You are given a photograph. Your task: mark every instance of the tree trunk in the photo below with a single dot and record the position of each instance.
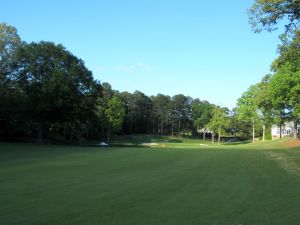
(108, 134)
(131, 121)
(40, 134)
(179, 135)
(253, 132)
(264, 132)
(295, 129)
(280, 130)
(72, 131)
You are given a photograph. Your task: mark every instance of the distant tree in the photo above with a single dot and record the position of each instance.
(114, 112)
(161, 110)
(57, 85)
(266, 14)
(263, 103)
(181, 112)
(247, 109)
(202, 114)
(284, 91)
(9, 40)
(218, 122)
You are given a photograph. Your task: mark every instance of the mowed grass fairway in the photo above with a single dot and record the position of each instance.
(190, 185)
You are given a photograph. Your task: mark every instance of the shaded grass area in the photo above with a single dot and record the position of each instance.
(215, 185)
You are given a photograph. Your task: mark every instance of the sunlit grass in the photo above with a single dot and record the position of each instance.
(180, 183)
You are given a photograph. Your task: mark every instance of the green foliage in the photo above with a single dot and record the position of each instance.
(9, 40)
(266, 14)
(115, 114)
(219, 120)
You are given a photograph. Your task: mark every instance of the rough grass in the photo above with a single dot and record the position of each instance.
(182, 183)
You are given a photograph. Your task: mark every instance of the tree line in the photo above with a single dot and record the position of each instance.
(276, 98)
(47, 93)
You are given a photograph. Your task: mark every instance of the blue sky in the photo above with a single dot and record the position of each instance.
(204, 49)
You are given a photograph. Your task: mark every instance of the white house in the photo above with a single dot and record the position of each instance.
(287, 129)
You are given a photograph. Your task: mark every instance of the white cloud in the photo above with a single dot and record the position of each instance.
(99, 69)
(137, 67)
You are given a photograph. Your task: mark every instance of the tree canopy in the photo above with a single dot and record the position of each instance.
(266, 14)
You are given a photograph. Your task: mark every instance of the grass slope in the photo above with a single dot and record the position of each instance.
(217, 185)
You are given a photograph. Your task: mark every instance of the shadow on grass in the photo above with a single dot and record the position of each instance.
(237, 143)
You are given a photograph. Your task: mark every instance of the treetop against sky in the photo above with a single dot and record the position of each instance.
(204, 49)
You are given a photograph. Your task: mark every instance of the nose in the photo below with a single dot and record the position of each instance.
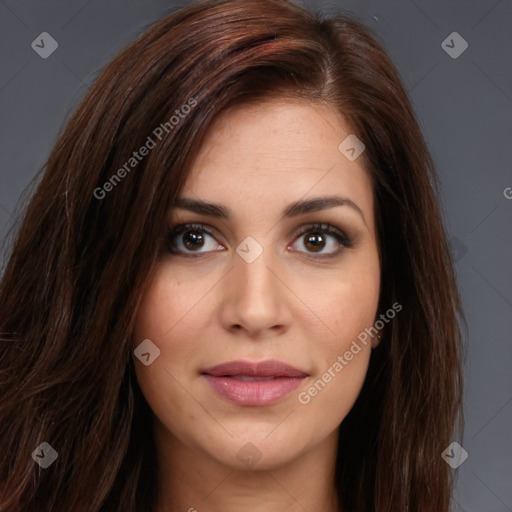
(256, 297)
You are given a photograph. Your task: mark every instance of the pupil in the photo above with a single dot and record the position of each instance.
(192, 238)
(316, 241)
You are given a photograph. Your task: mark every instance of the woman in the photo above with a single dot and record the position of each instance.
(232, 288)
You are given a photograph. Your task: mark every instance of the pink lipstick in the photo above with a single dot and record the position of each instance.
(250, 383)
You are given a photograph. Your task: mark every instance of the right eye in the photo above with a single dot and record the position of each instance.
(186, 239)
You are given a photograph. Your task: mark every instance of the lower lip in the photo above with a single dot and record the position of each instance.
(253, 392)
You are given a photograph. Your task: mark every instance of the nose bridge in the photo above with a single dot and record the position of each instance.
(255, 298)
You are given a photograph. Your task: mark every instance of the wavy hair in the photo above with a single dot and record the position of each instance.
(84, 253)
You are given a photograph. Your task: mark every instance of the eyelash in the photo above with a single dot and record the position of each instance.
(320, 228)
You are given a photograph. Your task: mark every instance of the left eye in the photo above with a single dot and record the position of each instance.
(189, 239)
(318, 238)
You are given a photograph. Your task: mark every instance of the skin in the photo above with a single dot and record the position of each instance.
(288, 304)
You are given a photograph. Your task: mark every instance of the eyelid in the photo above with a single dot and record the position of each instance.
(344, 240)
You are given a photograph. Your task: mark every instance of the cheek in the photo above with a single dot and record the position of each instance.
(170, 313)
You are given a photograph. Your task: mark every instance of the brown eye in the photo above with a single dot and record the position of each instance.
(315, 242)
(193, 240)
(323, 236)
(187, 239)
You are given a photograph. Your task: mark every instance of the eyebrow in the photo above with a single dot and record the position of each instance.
(293, 210)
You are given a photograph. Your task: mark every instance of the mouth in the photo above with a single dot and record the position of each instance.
(253, 383)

== WHAT TO PRODUCE ==
Go through the listing above and write it all out exactly, leaving out any picture.

== ANSWER FOR THIS EXERCISE ==
You are given a photograph. Your task: mark every instance of the tree trunk in the photo below with a single dot and record the position of each instance.
(108, 134)
(131, 121)
(40, 134)
(179, 135)
(253, 132)
(264, 132)
(295, 129)
(280, 130)
(72, 131)
You are given a photograph. Your task: mark every instance of the distant tree in the photo above with a single dot and record the position of each instance.
(114, 112)
(161, 110)
(57, 85)
(266, 14)
(263, 103)
(181, 112)
(247, 109)
(202, 114)
(284, 91)
(9, 40)
(218, 122)
You are given a photograph. Your task: mark every instance of the mowed grass fairway in the photo above with a single dot and record the position of each instance.
(190, 185)
You are given a photograph. Your task: mark every instance of the shaded grass area in the photo above with a single dot and record the position of each instance.
(215, 185)
You are given a photograph. Your task: mark every instance of the sunlit grass in the photo above with a single dot and record the position of each instance.
(180, 183)
You are given a photograph. Your task: mark every instance of the green foliage in the photo above with a single dot and record the position of each instance.
(9, 40)
(266, 14)
(115, 114)
(219, 120)
You are given a photograph. Your task: mark every instance of the rough grass in the photo above with a single dot and record the position of each instance.
(182, 183)
You are given a photograph. Your task: mark every instance of the tree line in the photo above with a single dot and record the position of each instance.
(276, 98)
(47, 93)
You are given a photograph. Your task: mark every instance of the blue sky in the photo above with a single dot and record the position of each instance.
(204, 49)
You are given a photograph. Your task: mark every instance of the white house in the photo above with a single dot and record the position of each instance.
(287, 129)
You are given a photograph. Your task: mark every instance of the white cloud in the photo above with a single dot and record the position of each instance.
(99, 69)
(137, 67)
You are given a photograph. Your task: mark every instance of the tree canopy in the photo above with a single dot and record the position of each instance.
(266, 14)
You are given a photograph. Your task: mark every instance of the grass slope in the photo above with a single dot and record the position of each instance.
(217, 185)
You are given a photograph. Your task: mark every instance of the shadow on grass in the photo above with a single dot and record the position of each instance.
(237, 143)
You are given a photograph. Your task: mark every instance of the treetop against sky in the photo above with a single dot and record the position of each instance.
(204, 49)
You are given a photograph. Your task: mark every instance of the nose in the photo below with a single dot and record the position of each instance.
(256, 297)
You are given a photograph. Your task: mark every instance of the pupil in the photo above with a single dot and record the position of each instance.
(192, 238)
(316, 241)
You are given a photograph. Your task: mark every instance of the woman in the photo above with a single dot and record the position of each instance.
(232, 288)
You are given a photograph. Your task: mark every instance of the pink lipstick in the photo above with a single dot and record the position of each instance.
(250, 383)
You are given a photograph. Your task: mark every instance of the right eye in the photo above with a single dot and record the position of each instance.
(186, 239)
You are given a photograph. Your task: mark every instance of the lower lip in the photo above with a single dot and record the position of each instance.
(253, 392)
You are given a photograph. Your task: mark every instance of the nose bridge in the photo above with a single dot and record the position of each instance.
(255, 298)
You are given a photograph. Your task: mark every instance of the wavy hair in the photo above with a single dot and record the position of each instance.
(84, 253)
You are given a photograph. Your task: mark every instance of the eyelash in the photo above with a single dot and record the position of each instance.
(320, 228)
You are given a photograph. Your task: mark every instance of the left eye in the photo above with a single dot and record the position of each instance.
(189, 239)
(318, 238)
You are given a photograph. Your task: mark every instance of the skin in the photo above with a single dot and record the position of each instance.
(288, 304)
You are given a photograph. Your task: mark every instance of the eyelid in the photo above with a single dot and record the position of each instance.
(344, 240)
You are given a photograph. Your task: mark every instance of the cheek in the photo above with a single dot and record the position of each instance.
(170, 313)
You are given a photograph. Your task: mark every instance of the brown eye in the photo above with a single dot and record the position of each instance.
(315, 242)
(193, 240)
(323, 236)
(187, 239)
You are given a photograph. Your task: mark every instance of the eyebrow in the photo above with a single dot and record the position of each instance.
(293, 210)
You are given a photograph. Your task: mark every instance of the mouth in the photo above with a single dot and record the position of each instance.
(253, 383)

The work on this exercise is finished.